◆ **What is asked**
Exactly and only the lines from the one with "Task: annotate each instance of the wet pavement" through the end of the listing are to be transcribed, both ends included.

◆ **Records for this exercise**
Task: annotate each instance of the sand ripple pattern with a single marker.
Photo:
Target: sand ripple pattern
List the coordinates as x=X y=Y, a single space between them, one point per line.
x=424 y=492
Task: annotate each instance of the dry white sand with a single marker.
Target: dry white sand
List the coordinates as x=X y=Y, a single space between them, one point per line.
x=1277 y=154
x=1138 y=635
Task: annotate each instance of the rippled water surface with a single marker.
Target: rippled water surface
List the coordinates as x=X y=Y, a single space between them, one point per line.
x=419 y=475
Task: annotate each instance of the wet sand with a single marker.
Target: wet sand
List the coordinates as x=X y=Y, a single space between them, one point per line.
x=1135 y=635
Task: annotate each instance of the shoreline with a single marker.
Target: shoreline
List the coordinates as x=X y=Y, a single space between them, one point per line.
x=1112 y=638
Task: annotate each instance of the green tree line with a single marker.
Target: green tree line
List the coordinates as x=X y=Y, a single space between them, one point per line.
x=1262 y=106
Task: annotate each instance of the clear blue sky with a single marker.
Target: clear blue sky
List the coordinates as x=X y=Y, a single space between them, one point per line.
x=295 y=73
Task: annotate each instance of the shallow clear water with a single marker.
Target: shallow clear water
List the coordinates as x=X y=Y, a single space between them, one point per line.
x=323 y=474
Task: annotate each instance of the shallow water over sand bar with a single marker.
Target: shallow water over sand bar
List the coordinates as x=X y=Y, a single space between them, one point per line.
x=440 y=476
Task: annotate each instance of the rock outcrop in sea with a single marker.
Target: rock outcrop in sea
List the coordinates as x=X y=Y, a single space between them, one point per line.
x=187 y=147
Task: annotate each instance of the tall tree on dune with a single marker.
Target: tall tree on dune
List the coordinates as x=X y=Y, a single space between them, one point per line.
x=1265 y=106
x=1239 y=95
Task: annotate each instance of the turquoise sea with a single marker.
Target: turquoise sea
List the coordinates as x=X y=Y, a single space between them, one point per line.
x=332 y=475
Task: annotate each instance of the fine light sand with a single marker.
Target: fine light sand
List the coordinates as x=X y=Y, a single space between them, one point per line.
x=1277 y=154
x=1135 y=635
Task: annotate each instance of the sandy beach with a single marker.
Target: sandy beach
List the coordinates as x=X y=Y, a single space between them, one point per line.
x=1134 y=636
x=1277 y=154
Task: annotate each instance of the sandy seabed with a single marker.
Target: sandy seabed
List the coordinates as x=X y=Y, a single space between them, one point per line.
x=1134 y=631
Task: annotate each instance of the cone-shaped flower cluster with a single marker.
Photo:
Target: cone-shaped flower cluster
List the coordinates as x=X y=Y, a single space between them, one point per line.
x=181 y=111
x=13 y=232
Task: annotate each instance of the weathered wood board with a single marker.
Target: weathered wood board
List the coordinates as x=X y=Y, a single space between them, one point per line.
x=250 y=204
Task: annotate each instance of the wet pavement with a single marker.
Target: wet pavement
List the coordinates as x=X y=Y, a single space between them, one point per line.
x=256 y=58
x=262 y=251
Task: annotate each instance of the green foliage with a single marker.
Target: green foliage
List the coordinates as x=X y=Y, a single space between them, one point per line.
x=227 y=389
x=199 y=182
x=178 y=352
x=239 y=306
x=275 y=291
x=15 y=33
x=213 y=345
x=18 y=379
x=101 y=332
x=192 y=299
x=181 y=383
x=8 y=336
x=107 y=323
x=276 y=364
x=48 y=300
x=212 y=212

◆ **Answer to this task**
Task: annotate each instance of the wet pavement with a single marker.
Target: wet pavement
List the coordinates as x=X y=Y, a single space between them, one point per line.
x=256 y=58
x=262 y=251
Task: annotate each instance of the green foliage with a single marker.
Target: green foliage
List the coordinates as x=X y=Y, a single space between them, one point per line.
x=227 y=389
x=199 y=182
x=178 y=352
x=239 y=306
x=275 y=291
x=15 y=33
x=213 y=345
x=18 y=379
x=101 y=332
x=192 y=299
x=181 y=383
x=8 y=336
x=107 y=323
x=276 y=364
x=48 y=300
x=212 y=212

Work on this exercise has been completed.